## Verilen metin:
Hanau katliamının üzerinden geçen 5 yıla rağmen Almanya'daki hukuk sistemi ırkçı saldırılar karşısında çaresiz

Enes Taha Ersen
17.02.2025
İstanbul

Almanya'da yaşayan Türk asıllı avukat Fatih Zingal, Hanau katliamının üzerinden geçen 5 yıla rağmen, Alman hukuk sisteminin ırkçılık ve ayrımcılık konularında sınıfta kaldığını belirtti.

Almanya'da yaşayan Türkleri hedef alan Solingen ve Hanau gibi saldırılara ilişkin adli süreci takip eden Türk asıllı avukat Zingal, AA muhabirine, Hanau katliamının 5'inci yıl dönümü dolayısıyla değerlendirmelerde bulundu.

Zingal, saldırının ardından geçen 5 yılda Almanya'da Türkleri ve yabancıları hedef alan saldırıların devam ettiğini, Alman hukuk ve siyasal sistemlerinin sistematik ırkçılık karşısında işlevsiz kaldığını kaydetti.

Almanya'nın Hanau kentinde 19 Şubat 2020 gecesi iki kafeye düzenlenen ırkçı terör saldırısında aralarında 4 Türk'ün de bulunduğu 9 kişinin hayatını kaybettiğini anımsatan Zingal, Almanya'da o tarihten bugüne aşırıcılığın arttığını, bu nedenle daha çok ırkçı ve ayrımcılık saikli saldırılar gözlendiğini söyledi.

Alman hükümetinin, ırkçılık ve ayrımcılık konusundaki hukuki işleyişte adeta sınıfta kaldığını dile getiren Zingal, bunu saldırının hemen ardından yaşanan olaylar silsilesinden görebilmenin mümkün olduğunu ifade etti.

"Hanau saldırısında katliam adım adım geliyorum diyordu"

Hanau'da gerçekleşen saldırıdan yaklaşık 1 yıl sonra, saldırgan Tobias Rathjen'in babasının, tıpkı oğlu gibi mağdur ve aileler ile birlikte bölge savcısına tehdit ifadeleri içeren mektuplar yazdığını hatırlatan Zingal, bu mektuplara verilen cezadan Almanya'nın "ırkçılık ile mücadelesinin" anlaşılabileceğine dikkati çekti.

## Alıştırma A:
Aşağıdaki girdilerden, "Can you find the farm" ifadesinin geçtiği satırdan başlayıp "[[310, 119], [272, 171]]" ifadesinin geçtiği satıra kadar uzanan satırları aynen yazın; iki uçtaki satırlar da dahildir.
Girdilerin yukarıdaki metinle hiçbir ilgisi yoktur.

## Ham veri:
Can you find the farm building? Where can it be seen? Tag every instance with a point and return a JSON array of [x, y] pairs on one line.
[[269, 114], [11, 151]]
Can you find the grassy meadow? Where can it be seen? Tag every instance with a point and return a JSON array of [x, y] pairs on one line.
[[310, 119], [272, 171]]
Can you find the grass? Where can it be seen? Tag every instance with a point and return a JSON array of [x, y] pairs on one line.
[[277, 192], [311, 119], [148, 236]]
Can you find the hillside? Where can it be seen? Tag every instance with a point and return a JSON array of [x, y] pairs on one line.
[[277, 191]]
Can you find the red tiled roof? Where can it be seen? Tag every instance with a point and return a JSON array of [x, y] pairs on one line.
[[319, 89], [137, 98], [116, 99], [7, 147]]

==

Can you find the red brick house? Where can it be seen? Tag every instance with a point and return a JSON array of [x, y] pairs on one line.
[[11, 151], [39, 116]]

## Alıştırma B:
Hanau katliamıyla ilgili metnin "Zingal, saldırının ardından" ile başlayıp "saldırılar gözlendiğini söyledi." sözlerine kadar süren kısmını, "işlevsiz" yerine "etkisiz" koyarak yeniden yazın.

## Yazılı cevap A:
Can you find the farm building? Where can it be seen? Tag every instance with a point and return a JSON array of [x, y] pairs on one line.
[[269, 114], [11, 151]]
Can you find the grassy meadow? Where can it be seen? Tag every instance with a point and return a JSON array of [x, y] pairs on one line.
[[310, 119], [272, 171]]

## Yazılı cevap B:
Zingal, saldırının ardından geçen 5 yılda Almanya'da Türkleri ve yabancıları hedef alan saldırıların devam ettiğini, Alman hukuk ve siyasal sistemlerinin sistematik ırkçılık karşısında etkisiz kaldığını kaydetti.

Almanya'nın Hanau kentinde 19 Şubat 2020 gecesi iki kafeye düzenlenen ırkçı terör saldırısında aralarında 4 Türk'ün de bulunduğu 9 kişinin hayatını kaybettiğini anımsatan Zingal, Almanya'da o tarihten bugüne aşırıcılığın arttığını, bu nedenle daha çok ırkçı ve ayrımcılık saikli saldırılar gözlendiğini söyledi.